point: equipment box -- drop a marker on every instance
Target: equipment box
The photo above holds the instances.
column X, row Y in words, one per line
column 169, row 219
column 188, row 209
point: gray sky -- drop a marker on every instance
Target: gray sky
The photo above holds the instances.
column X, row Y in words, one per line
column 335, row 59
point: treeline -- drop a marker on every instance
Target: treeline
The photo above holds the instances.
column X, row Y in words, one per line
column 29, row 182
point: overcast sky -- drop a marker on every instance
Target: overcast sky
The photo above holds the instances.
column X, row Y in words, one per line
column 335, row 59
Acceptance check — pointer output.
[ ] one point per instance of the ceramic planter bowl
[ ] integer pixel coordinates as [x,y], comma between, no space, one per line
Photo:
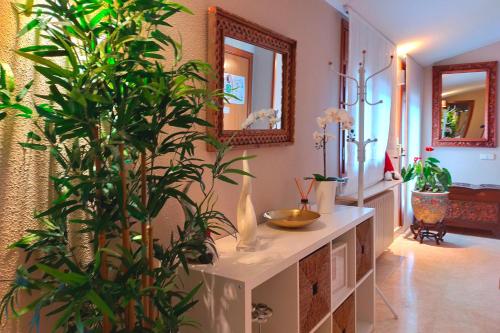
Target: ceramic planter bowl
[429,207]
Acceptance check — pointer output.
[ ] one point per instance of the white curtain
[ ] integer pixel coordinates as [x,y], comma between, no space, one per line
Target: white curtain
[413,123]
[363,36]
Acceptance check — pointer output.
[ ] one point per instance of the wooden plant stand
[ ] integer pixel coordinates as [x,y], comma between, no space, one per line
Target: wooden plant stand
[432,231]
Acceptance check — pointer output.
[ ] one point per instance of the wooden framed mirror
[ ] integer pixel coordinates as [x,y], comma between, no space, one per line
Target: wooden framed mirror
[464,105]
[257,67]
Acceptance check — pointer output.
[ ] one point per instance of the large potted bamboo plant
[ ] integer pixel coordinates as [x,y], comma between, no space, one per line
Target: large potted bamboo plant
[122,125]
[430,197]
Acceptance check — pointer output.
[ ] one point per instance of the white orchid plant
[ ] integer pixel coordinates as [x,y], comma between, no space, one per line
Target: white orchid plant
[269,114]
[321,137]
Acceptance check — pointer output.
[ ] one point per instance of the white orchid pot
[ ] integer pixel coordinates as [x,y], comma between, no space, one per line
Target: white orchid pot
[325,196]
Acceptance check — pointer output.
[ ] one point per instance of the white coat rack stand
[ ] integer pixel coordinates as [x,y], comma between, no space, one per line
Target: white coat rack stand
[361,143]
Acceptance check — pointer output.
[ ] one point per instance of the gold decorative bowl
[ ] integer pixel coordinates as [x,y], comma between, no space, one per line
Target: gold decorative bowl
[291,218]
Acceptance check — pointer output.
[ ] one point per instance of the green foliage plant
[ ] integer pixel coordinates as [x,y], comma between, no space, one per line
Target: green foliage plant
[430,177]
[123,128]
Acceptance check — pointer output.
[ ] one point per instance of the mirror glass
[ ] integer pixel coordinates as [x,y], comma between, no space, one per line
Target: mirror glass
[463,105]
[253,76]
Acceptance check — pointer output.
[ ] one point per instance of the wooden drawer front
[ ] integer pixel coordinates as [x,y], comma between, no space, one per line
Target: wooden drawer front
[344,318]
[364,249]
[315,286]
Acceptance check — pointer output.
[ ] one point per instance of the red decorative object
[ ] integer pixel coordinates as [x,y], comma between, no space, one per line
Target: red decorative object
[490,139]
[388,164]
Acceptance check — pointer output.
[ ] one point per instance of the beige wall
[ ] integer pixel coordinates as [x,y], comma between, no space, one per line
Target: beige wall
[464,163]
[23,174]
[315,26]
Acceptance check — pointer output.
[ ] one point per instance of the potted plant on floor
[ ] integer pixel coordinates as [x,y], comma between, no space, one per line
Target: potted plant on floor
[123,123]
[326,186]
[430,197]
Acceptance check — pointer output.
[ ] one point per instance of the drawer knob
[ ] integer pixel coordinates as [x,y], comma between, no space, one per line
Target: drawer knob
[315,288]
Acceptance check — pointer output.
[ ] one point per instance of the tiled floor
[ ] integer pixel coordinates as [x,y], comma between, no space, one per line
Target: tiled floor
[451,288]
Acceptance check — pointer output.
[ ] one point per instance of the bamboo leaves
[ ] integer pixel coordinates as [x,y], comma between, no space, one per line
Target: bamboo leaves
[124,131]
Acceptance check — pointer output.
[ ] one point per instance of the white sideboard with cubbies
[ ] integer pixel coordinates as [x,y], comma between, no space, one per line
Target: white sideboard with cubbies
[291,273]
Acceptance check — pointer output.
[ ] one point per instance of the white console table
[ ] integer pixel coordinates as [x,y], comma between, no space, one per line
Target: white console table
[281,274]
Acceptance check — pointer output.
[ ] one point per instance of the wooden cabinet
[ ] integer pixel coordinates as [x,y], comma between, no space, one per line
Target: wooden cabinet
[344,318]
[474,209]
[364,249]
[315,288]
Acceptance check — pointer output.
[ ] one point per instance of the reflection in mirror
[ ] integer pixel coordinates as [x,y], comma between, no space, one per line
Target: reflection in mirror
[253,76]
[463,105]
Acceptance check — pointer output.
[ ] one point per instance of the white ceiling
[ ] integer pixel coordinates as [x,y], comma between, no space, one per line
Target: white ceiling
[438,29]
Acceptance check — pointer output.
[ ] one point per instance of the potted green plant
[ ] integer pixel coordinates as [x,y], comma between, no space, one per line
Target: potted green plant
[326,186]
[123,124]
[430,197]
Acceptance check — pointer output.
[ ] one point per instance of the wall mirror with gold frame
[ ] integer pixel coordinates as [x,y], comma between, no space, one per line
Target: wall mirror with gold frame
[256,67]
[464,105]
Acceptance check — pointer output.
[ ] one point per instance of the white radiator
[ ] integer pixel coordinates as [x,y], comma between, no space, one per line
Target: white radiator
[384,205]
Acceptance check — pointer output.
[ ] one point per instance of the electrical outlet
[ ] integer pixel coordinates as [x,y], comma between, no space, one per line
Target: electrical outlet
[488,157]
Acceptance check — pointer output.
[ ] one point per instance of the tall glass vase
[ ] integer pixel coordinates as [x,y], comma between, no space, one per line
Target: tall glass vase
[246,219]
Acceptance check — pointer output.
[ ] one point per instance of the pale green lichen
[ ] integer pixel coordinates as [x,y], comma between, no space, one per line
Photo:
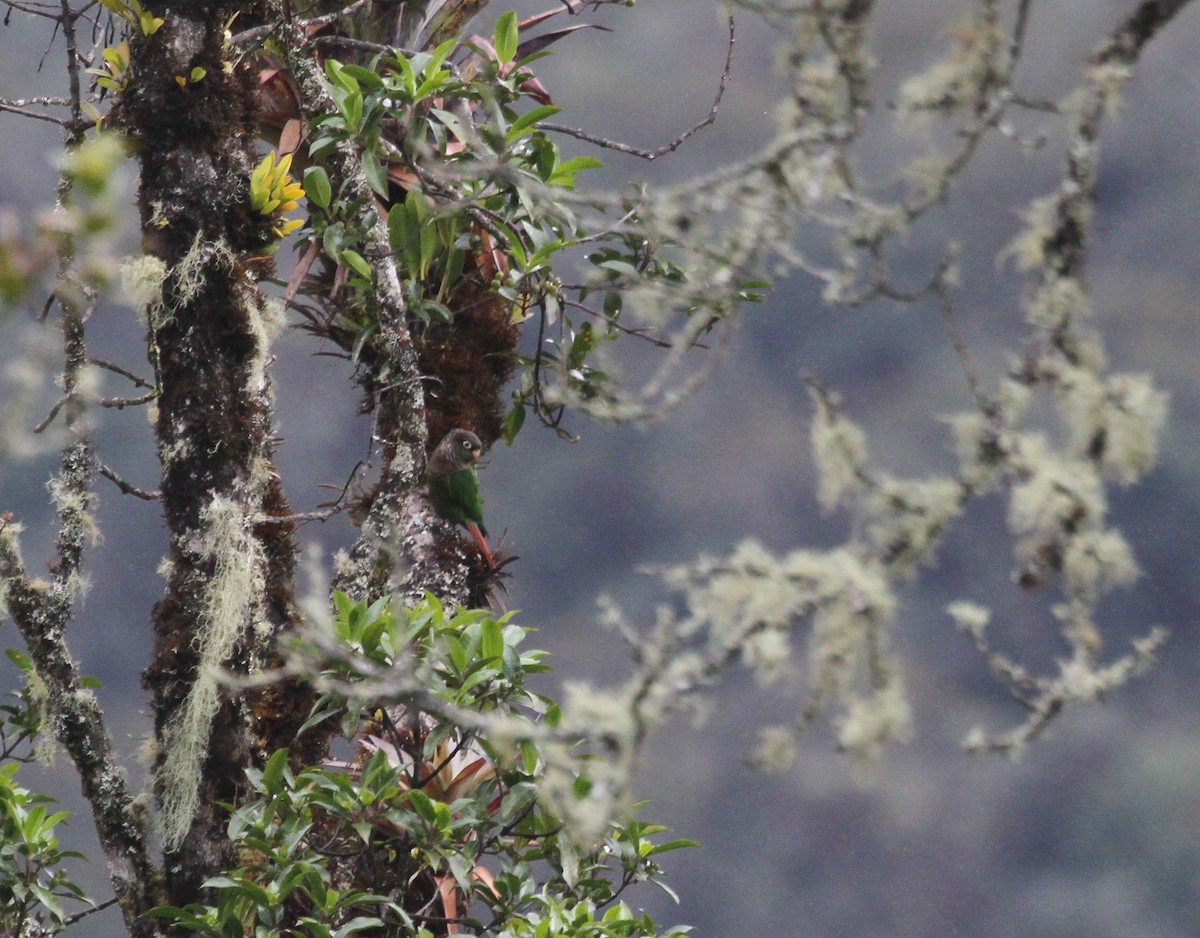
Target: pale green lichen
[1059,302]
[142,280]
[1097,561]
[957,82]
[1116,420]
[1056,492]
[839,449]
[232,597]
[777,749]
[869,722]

---

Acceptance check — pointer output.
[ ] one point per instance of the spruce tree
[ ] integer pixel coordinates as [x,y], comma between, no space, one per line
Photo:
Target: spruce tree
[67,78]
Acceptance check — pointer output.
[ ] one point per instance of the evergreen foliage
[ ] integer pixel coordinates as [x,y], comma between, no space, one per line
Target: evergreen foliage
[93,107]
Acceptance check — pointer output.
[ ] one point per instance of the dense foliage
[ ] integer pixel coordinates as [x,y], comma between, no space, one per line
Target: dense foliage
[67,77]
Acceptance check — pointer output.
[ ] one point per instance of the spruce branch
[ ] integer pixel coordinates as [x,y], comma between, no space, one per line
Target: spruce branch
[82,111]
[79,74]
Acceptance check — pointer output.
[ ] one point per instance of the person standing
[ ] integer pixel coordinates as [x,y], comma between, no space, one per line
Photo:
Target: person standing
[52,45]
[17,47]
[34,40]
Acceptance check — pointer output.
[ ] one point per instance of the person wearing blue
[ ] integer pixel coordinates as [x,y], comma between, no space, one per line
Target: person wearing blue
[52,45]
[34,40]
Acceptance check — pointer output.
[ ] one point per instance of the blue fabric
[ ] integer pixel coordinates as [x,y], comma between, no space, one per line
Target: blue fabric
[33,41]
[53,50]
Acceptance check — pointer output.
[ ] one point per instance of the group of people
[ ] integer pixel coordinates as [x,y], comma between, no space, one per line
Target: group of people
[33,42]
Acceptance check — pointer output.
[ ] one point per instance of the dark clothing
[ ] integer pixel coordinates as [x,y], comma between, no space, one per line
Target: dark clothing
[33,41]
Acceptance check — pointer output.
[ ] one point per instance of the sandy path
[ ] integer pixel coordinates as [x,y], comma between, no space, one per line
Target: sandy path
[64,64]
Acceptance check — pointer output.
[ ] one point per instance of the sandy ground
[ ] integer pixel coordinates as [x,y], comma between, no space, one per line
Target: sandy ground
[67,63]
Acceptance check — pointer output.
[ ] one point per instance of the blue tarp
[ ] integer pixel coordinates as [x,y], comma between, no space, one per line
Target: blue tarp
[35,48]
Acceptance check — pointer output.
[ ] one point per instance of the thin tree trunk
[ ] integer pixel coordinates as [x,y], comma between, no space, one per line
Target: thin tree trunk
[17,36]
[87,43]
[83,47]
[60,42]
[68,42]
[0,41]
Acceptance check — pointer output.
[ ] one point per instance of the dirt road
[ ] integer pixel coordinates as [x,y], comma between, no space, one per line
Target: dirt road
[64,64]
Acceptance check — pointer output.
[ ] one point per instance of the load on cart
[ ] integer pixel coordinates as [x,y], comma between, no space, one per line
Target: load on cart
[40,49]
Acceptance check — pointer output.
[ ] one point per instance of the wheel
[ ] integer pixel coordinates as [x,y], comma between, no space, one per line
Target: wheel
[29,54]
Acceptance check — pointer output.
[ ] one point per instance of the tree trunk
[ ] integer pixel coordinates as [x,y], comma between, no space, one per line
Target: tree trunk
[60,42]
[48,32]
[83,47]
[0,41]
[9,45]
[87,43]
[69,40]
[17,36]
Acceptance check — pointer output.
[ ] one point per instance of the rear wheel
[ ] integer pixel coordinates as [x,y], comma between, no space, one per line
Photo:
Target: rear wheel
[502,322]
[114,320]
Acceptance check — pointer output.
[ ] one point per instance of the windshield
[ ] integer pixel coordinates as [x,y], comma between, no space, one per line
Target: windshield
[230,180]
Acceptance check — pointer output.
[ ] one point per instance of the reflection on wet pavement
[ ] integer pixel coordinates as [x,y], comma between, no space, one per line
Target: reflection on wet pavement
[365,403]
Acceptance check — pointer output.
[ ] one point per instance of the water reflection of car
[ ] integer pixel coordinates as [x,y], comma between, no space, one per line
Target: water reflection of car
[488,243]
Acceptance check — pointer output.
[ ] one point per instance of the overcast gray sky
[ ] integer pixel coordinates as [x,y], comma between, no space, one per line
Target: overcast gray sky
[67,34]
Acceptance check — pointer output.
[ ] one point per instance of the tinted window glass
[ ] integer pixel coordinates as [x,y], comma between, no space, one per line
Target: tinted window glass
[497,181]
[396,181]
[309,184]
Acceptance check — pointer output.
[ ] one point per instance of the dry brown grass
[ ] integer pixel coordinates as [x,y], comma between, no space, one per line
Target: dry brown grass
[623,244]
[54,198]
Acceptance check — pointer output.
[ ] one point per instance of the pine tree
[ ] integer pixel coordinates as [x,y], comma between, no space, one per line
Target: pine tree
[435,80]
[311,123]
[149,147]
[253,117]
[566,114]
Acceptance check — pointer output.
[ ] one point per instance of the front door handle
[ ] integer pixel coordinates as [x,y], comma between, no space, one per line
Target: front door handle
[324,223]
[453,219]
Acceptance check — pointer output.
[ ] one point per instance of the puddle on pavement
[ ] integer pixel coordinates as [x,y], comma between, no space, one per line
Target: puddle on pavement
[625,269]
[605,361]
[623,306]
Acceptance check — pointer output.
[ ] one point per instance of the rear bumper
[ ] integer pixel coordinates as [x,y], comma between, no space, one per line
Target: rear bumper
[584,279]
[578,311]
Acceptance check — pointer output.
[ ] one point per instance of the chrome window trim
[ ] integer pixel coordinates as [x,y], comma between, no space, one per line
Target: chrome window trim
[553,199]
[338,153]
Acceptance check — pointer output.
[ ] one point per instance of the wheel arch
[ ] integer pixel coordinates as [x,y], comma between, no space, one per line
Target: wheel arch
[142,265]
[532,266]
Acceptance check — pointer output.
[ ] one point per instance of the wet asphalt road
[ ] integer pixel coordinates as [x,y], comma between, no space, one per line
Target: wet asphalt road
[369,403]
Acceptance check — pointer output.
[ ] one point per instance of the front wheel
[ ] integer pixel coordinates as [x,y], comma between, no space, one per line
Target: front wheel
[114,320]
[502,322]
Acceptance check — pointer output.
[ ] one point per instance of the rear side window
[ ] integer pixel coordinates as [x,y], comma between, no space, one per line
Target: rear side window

==

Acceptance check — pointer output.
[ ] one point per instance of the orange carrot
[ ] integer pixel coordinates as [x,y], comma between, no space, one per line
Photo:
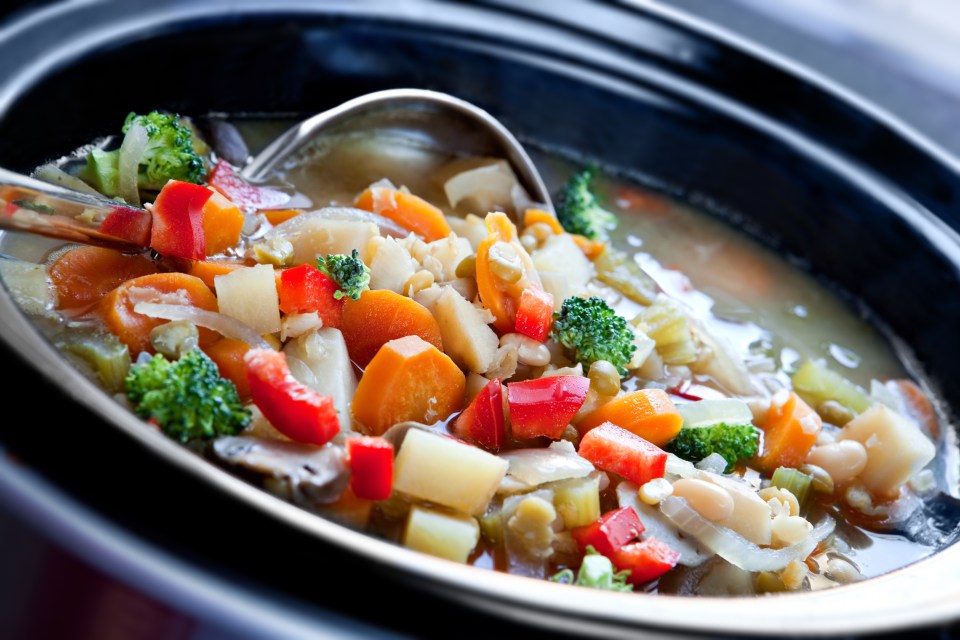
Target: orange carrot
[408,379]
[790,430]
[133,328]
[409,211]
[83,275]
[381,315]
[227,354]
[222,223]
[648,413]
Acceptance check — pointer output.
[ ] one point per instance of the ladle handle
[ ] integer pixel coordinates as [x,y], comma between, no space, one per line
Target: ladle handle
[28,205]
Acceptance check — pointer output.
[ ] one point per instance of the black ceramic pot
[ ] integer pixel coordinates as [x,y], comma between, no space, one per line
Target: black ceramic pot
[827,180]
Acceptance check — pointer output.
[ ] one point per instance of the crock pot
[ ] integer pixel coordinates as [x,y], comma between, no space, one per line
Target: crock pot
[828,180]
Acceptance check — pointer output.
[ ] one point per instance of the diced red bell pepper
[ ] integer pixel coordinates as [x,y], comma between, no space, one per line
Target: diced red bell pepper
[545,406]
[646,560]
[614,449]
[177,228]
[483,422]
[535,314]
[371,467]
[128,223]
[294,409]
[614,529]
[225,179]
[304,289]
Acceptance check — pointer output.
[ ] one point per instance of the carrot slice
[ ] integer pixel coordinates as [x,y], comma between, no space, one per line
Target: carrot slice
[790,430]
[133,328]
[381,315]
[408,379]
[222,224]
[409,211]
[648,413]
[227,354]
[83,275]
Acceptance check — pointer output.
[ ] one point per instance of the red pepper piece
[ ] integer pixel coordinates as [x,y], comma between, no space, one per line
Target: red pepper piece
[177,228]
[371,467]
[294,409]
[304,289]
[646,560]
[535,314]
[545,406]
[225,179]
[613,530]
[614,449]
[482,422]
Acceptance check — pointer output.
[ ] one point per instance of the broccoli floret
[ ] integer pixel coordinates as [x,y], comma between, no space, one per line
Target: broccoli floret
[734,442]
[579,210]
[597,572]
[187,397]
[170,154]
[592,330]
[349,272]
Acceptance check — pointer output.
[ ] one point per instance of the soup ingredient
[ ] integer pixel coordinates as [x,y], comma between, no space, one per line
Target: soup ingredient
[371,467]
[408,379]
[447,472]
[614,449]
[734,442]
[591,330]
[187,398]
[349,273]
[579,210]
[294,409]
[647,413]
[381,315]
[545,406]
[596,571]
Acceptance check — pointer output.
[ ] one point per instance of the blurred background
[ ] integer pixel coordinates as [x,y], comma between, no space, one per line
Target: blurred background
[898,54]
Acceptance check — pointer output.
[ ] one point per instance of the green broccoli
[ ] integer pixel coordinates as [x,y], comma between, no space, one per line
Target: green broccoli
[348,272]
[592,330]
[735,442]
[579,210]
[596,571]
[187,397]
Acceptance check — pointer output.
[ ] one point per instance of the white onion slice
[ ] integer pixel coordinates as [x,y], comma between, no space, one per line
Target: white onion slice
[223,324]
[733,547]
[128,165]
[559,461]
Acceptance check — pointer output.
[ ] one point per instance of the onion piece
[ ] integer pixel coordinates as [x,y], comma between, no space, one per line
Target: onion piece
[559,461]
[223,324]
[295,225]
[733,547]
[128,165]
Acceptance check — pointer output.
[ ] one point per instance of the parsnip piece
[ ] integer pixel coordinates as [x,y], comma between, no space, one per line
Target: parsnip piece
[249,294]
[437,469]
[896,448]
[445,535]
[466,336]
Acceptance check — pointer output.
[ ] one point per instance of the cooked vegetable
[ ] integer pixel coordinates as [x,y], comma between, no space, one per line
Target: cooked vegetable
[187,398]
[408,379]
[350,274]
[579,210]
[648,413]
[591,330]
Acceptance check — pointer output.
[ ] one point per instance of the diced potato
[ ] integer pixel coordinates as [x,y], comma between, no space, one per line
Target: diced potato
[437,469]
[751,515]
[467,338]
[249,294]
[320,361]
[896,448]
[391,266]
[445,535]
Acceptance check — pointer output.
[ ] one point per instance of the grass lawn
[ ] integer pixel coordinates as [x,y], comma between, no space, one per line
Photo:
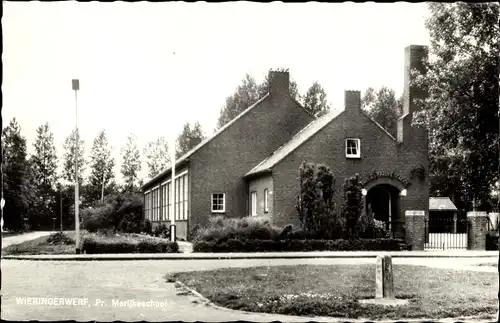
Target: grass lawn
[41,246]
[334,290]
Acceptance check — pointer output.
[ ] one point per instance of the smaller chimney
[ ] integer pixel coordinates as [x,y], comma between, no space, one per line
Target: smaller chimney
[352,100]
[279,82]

About this task ▸ Copy each line of the entries in which the string "drop" is found.

Answer for this exercise ▸
point: equipment box -- drop a marker on every instance
point: gray sky -- drop a marker on every instance
point: treeline -- drop a marker on every instance
point: overcast sky -- drop a marker on every instance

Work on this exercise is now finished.